**Consignes:**
(A) Dans le texte sur le passe sanitaire, reformulez sous forme de liste le paragraphe qui commence par « Alors qu'Olivier Véran s'époumone », sans perdre ses faits principaux.
(B) Recopiez mot pour mot un passage du texte sur le passe sanitaire : commencez aux mots « C’est la course » et arrêtez-vous après « alourdir la barque. ».
(C) Rédigez la suite du texte sur le passe sanitaire à partir de sa dernière phrase.

**Extrait du texte:**
· · · · ·
C’est la course contre la montre. Nous avons bien compris le message : depuis le discours d’Emmanuel Macron du 12 juillet, il faut voter le passe sanitaire, et le plus vite possible. Quel malheur que cela donne lieu à des débats... Nos gouvernants s’en passeraient bien : la démocratie, quel inconfort quand il s’agit de faire le bien de millions de petits sujets malgré eux !
L’absence totale de légitimité du président Emmanuel Macron et de ses collaborateurs n’est plus à démontrer. Il est arrivé au pouvoir par une mascarade d’élection, et son quinquennat n’aura pas fait grand-chose pour tenter de créer un lien avec le peuple qui l’a conduit à la magistrature suprême sans y croire. Les débats surréalistes qui s’enchaînent depuis quelques jours sur la question du passe vaccinal viennent dangereusement alourdir la barque.
Alors qu’Olivier Véran s’époumone pour que les débats s’accélèrent, nous assistons impuissants à une cascade de renoncements à des libertés fondamentales repoussant toujours plus loin les limites de l’imaginable : la possibilité de faire vacciner les enfants sans le consentement des deux parents, la suspension de salaire et le licenciement, le contrôle délégué aux simples citoyens…
On pourrait arguer du fait qu’en temps de peste bubonique, nous ne serions pas si regardants si le gouvernement était amené à prendre des mesures drastiques : la fermeté serait indispensable. Mais justement, nous ne sommes pas en des temps de peste bubonique. Dieu merci ! A quelle folie serions-nous confrontés, si au lieu de vivre une pandémie certes pénible, mais avec une létalité somme toute assez faible, nous étions frappés par une maladie répugnante et sans pitié, comme la peste ou le choléra ?
La mise bout à bout de ce que nous pouvons entendre et lire dans la presse, dans l’hémicycle, fait froid dans le dos par sa terrible cohérence incohérente.
· · · · ·
**Enregistrements de données:**
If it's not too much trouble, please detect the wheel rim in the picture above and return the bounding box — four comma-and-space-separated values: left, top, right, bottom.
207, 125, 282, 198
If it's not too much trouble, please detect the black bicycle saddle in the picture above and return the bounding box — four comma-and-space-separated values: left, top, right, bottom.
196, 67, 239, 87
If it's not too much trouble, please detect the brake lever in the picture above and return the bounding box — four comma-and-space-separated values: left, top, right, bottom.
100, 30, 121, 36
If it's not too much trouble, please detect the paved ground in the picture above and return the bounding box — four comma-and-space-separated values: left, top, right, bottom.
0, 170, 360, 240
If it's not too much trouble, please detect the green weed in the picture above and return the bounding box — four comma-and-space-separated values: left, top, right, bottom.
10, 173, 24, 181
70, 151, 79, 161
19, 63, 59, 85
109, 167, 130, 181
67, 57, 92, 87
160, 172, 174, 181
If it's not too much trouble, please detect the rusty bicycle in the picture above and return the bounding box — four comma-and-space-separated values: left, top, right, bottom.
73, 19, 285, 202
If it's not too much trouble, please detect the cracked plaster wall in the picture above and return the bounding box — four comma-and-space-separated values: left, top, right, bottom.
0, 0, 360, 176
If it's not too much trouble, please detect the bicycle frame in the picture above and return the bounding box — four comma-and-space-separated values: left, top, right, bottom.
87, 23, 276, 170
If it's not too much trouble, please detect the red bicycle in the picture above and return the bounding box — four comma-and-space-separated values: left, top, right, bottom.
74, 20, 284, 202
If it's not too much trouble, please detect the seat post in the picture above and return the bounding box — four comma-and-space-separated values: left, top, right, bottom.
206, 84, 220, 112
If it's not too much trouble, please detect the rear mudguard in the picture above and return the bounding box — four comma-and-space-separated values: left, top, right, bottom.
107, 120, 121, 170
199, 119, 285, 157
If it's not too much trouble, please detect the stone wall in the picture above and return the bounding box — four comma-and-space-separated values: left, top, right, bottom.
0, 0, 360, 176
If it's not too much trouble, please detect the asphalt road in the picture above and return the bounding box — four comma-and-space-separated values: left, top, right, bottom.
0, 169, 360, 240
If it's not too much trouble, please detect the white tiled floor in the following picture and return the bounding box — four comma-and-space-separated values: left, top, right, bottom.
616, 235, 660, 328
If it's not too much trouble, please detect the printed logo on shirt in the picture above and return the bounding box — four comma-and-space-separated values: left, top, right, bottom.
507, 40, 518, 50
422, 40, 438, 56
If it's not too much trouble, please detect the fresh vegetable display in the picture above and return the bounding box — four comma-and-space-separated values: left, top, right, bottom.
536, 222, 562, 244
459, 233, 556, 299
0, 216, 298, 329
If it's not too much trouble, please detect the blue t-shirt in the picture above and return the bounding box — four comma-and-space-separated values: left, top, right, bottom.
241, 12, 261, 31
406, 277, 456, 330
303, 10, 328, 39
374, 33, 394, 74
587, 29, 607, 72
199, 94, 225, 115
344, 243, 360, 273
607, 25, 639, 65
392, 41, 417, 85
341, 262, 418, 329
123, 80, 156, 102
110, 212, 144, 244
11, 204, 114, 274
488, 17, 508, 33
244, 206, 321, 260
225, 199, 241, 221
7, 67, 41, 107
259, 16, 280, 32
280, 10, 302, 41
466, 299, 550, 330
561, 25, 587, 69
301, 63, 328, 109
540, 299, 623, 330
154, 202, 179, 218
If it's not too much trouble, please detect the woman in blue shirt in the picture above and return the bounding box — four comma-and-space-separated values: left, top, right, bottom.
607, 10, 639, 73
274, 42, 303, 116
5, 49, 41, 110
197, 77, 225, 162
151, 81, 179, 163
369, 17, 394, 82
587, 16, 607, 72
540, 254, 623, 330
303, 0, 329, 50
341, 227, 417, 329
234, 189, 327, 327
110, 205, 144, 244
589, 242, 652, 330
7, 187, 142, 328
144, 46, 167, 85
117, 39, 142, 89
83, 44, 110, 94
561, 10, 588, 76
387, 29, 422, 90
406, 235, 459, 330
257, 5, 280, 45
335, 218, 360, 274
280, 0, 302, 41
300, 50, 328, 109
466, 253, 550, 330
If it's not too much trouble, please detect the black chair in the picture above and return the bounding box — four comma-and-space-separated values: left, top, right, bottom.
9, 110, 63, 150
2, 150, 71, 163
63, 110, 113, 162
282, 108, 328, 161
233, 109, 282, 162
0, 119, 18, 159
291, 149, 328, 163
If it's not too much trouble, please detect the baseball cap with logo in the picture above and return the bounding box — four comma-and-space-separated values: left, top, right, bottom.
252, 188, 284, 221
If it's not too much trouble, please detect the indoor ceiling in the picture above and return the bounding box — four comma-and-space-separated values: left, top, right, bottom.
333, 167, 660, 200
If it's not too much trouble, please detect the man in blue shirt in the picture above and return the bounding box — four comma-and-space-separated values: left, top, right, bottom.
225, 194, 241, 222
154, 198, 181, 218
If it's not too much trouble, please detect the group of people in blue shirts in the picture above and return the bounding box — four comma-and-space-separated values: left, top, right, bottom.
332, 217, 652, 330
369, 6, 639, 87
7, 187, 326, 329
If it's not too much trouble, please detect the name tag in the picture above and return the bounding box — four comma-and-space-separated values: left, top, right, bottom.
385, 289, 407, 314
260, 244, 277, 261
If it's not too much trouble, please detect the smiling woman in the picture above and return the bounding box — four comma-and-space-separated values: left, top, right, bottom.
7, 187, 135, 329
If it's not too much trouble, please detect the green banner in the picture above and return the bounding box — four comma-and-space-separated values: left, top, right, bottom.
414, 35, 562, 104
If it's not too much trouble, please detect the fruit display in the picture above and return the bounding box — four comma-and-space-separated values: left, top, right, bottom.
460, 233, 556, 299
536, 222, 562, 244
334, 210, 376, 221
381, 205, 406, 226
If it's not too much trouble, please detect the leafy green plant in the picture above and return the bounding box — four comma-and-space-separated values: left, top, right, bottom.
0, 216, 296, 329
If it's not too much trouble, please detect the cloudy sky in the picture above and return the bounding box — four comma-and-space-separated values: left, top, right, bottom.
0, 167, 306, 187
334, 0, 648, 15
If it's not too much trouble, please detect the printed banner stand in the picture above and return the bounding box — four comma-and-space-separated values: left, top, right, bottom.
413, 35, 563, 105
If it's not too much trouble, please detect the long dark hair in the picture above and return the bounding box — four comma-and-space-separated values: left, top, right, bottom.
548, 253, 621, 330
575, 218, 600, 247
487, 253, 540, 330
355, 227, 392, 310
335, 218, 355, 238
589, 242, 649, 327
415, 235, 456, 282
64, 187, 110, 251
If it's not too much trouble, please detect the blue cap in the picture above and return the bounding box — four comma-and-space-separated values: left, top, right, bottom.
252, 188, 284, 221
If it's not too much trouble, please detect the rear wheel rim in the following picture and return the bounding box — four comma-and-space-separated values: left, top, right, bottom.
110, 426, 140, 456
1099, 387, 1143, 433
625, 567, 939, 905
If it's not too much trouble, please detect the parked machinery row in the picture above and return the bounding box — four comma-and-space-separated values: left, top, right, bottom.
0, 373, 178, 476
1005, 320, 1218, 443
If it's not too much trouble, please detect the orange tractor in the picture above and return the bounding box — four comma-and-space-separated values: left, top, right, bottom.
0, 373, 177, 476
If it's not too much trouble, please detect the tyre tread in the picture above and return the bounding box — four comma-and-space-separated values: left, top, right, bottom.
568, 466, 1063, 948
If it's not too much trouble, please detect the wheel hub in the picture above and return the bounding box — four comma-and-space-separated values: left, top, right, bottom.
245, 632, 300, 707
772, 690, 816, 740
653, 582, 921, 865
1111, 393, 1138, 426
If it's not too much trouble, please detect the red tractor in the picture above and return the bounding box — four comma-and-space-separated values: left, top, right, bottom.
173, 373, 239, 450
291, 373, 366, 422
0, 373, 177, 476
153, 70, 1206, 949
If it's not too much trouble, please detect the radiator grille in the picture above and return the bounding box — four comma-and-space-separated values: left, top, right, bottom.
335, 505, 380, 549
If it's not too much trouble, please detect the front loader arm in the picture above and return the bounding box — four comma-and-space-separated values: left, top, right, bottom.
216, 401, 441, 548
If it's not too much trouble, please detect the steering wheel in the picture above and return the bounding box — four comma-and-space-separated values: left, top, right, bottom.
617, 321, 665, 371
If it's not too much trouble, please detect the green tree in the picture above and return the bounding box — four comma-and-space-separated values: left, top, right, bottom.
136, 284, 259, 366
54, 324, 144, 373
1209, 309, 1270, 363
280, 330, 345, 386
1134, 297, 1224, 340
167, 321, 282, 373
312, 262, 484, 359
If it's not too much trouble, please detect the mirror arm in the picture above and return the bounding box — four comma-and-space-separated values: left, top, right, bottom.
· · · · ·
**Réponses par consigne:**
(A)
- Olivier Véran insiste pour que les débats s'accélèrent.
- Selon l'auteur, on assiste, impuissants, à une cascade de renoncements à des libertés fondamentales, dont :
  - la possibilité de faire vacciner les enfants sans le consentement des deux parents ;
  - la suspension de salaire et le licenciement ;
  - le contrôle délégué aux simples citoyens.

(B)
C’est la course contre la montre. Nous avons bien compris le message : depuis le discours d’Emmanuel Macron du 12 juillet, il faut voter le passe sanitaire, et le plus vite possible. Quel malheur que cela donne lieu à des débats... Nos gouvernants s’en passeraient bien : la démocratie, quel inconfort quand il s’agit de faire le bien de millions de petits sujets malgré eux !
L’absence totale de légitimité du président Emmanuel Macron et de ses collaborateurs n’est plus à démontrer. Il est arrivé au pouvoir par une mascarade d’élection, et son quinquennat n’aura pas fait grand-chose pour tenter de créer un lien avec le peuple qui l’a conduit à la magistrature suprême sans y croire. Les débats surréalistes qui s’enchaînent depuis quelques jours sur la question du passe vaccinal viennent dangereusement alourdir la barque.

(C)
Le passe sanitaire ne sera pas appliqué à l’Assemblée nationale dans l’hémicycle. Richard Ferrand, son président, s’y oppose, tout en démentant y être opposé. Il y aurait, nous dit-on, une atteinte à la pratique démocratique, et au principe de « libre exercice du mandat parlementaire ». La belle affaire ! Ainsi donc, l’Assemblée nationale, censée être la métaphore du peuple souverain, mérite un traitement dont le vrai peuple, lui, ne peut bénéficier ? Le scandale est d’autant plus saillant qu’un amendement demandant l’exclusion des bureaux de vote des lieux de mise en application du passe, proposé par le député Joachim Son-Forget, a été rejeté cette nuit. En ce qui concerne le libre exercice du droit de vote, on repassera.
Dans le même ordre d’idées, Jean Castex a dû revenir sur les rumeurs faisant état de l’obligation du passe sanitaire dans les écoles. Finalement, il n’en sera pas question : il ne faudrait pas créer de discrimination entre les enfants vaccinés et les non-vaccinés, voyez-vous. Tout cela est formidable : en reconnaissant que les enfants doivent être préservés des discriminations, il reconnaît implicitement que c’est bien le cas pour les adultes.
L’indignité qui frappe nos ministres n’est plus à démontrer. Ce n’est pas tant l’ajustement fréquent des politiques et les possibles changements de cap qui sont à déplorer : dans une situation de crise, ils sont inévitables. Nous sommes bien au-delà : le pouvoir baigne dans une contradiction violente, perpétuelle, et assumée. Les promesses, les engagements prononcés la main sur le cœur sont piétinés cyniquement. Les enregistrements, les captures d’écran alimentent le tribunal sans appel des réseaux sociaux : ils gardent la mémoire de ces renoncements, et n’en finissent pas, malgré les tentatives de censure, d’essayer de crier une autre vérité.
Ce qui restait de crédit à la parole politique achève de sombrer dans les eaux noires et profondes d’une démocratie moribonde. Ce n’est que le début : il suffit, pour s’en convaincre, de parcourir le rapport orwellien du Sénat sur la gestion des crises à venir par l’outil numérique. La Chine, en toute bonne conscience, y est présentée comme un modèle, avec un leitmotiv : plus d’efficacité passe par toujours plus d’intrusivité. Pourquoi, par exemple, ne pas bloquer les cartes bancaires des récalcitrants ?
Il reste une voie à explorer : la résistance du terrain. La mobilisation par le fait : les manifestations de samedi, le boycott de ce qui peut être boycotté. A l’échelle de la capitale, le mouvement #saccageparis nous a montré qu’on peut obtenir beaucoup en utilisant des voies parallèles quand les élections avaient tout verrouillé. A nous de faire ce qu’il faut pour empêcher le saccage définitif de la France.